» **Position identification data**:
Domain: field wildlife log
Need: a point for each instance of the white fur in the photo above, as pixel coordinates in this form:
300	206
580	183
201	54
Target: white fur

» **Task details**:
Rewrite the data with "white fur" swapped for "pale fur" everywhere it occurs, leaving everything else the same.

» **Full answer**:
Domain: field wildlife log
Need: a point for each instance of the pale fur in the photo above, as pixel coordinates in this form:
300	206
580	183
201	54
Target: pale fur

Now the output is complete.